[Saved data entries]
= = = = =
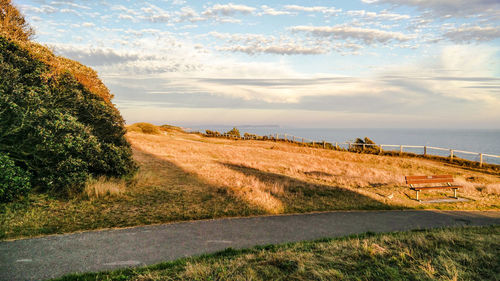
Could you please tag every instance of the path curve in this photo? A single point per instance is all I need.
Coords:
(57, 255)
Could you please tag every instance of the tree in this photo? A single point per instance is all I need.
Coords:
(12, 23)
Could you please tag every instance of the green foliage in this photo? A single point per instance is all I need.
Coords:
(12, 23)
(234, 132)
(54, 127)
(14, 182)
(357, 146)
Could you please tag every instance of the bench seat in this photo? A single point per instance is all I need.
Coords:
(431, 182)
(435, 187)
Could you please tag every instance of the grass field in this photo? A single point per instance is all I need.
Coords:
(187, 177)
(471, 253)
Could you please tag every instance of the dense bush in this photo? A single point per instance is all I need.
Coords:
(54, 127)
(370, 146)
(234, 132)
(212, 133)
(14, 182)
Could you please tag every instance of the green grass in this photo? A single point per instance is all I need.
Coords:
(470, 253)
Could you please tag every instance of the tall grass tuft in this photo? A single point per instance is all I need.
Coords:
(103, 187)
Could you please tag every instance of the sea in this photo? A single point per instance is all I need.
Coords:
(486, 141)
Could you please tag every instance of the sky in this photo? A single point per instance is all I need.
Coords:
(356, 63)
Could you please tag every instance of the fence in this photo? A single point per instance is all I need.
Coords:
(425, 150)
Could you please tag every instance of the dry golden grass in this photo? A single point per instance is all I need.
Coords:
(273, 176)
(188, 177)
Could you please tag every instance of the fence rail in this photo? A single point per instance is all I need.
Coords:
(349, 145)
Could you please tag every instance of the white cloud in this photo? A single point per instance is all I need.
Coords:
(367, 35)
(227, 10)
(155, 14)
(383, 15)
(449, 8)
(188, 14)
(266, 10)
(284, 49)
(88, 24)
(313, 9)
(473, 33)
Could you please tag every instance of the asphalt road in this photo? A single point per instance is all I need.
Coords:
(57, 255)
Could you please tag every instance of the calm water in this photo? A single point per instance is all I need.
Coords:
(474, 140)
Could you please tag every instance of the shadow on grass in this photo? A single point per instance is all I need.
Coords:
(172, 194)
(302, 196)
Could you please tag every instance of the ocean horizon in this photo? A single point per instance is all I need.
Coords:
(486, 141)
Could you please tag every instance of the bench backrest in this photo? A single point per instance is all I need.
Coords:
(429, 179)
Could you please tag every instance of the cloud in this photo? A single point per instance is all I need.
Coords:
(473, 33)
(285, 49)
(266, 10)
(188, 14)
(367, 35)
(313, 9)
(71, 4)
(88, 24)
(383, 15)
(155, 14)
(92, 56)
(227, 10)
(260, 44)
(449, 8)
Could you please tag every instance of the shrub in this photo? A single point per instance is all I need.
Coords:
(358, 146)
(54, 127)
(234, 132)
(14, 182)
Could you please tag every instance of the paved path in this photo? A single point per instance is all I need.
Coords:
(53, 256)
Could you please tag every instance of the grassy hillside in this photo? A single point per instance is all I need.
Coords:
(186, 176)
(443, 254)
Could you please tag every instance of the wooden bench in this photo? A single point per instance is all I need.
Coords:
(432, 182)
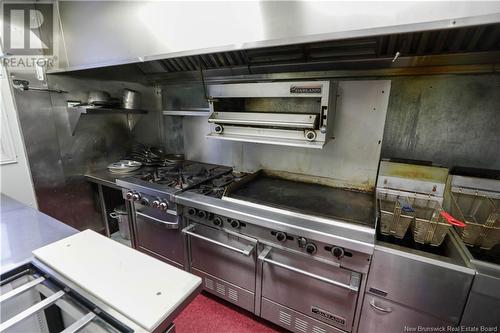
= = = = =
[ACTIVITY] Copy all the entries above exactly as they stand, except for the pictures.

[EXERCISE SOLUTION]
Could you please tag every instance of the path curve in this photo? A single point per instance is all I need.
Coords:
(57, 255)
Could you please tag every instance of the tree in this photo? A single point per instance is all I need.
Coords:
(12, 23)
Could you please tag every instance of the green foliage in this photo? A single point per instance is all I need.
Coords:
(12, 23)
(234, 132)
(54, 127)
(14, 182)
(357, 146)
Could you please tag every instance of the bench seat in this photo? A single point per instance is all I need.
Coords:
(431, 182)
(435, 187)
Could you please tag every instance of the grass field in this photo? A single point per instance is all I need.
Coords:
(187, 177)
(471, 253)
Could you please tag every instance of the dense bush in this photo? A single point per instance is all I need.
Coords:
(54, 127)
(370, 146)
(234, 132)
(212, 133)
(14, 182)
Could you please tag every instance of the green grass in this photo? A single point per instance is all I need.
Coords:
(470, 253)
Could you please tag every instance of the tall grass tuft in this photo? A single point per instance is all I need.
Coords:
(103, 187)
Could you please tag every instance of the sea in this photo? A single point per instance is all I need.
Coords:
(486, 141)
Could you please tag every instance of the sky in this photo? A single point per instance is all I need.
Coords:
(356, 63)
Could you please tag every instance of the fence in this photo? A single point per instance is all I need.
Coords:
(425, 150)
Could you please tag every instance of the dry golden grass in this photo? A single point per instance is all I need.
Coords:
(273, 176)
(188, 177)
Could you please tag every instance of the fence rail in this photo? A single point per instance is all I need.
Coords:
(349, 145)
Could you please tag every instance of the white cloud in this photo? A single point per instance is all I need.
Coords:
(367, 35)
(227, 10)
(155, 14)
(383, 15)
(449, 8)
(188, 14)
(266, 10)
(284, 49)
(88, 24)
(313, 9)
(473, 33)
Could you please tag every instance of the asphalt road in this photo? A single point per instance is all I need.
Coords:
(57, 255)
Could you please tag every instance of the calm water in this photo? A single point per instance is all I need.
Coords:
(474, 140)
Could you please tag every instance of the shadow on grass in this photo? A single point per instance is all I need.
Coords:
(172, 194)
(302, 196)
Could you please tag every instance of the ocean horizon in this photo? A single point per instance is all I need.
Coords:
(486, 141)
Could you please tag every instance of the bench backrest in this photo? A single point per instance is all I need.
Coords:
(429, 179)
Could you please tag every instance of the cloud in this photo? A single point per instance is all I need.
Coords:
(473, 33)
(285, 49)
(266, 10)
(188, 14)
(367, 35)
(313, 9)
(71, 4)
(88, 24)
(383, 15)
(155, 14)
(92, 56)
(227, 10)
(260, 44)
(449, 8)
Could you please tag every instance of the shrub in this photo? A single point per instance is all I need.
Coords:
(358, 146)
(54, 127)
(234, 132)
(14, 182)
Could you please tag every instance of the paved path in this photo? A single point per instance is all I need.
Coords:
(53, 256)
Could you please tag every instance of the grassy hillside in this photo? A single point per instance is all I need.
Coords:
(186, 176)
(443, 254)
Could you please tag every instance of the wooden bench in this photo? A single point per instance is all I need.
Coords:
(432, 182)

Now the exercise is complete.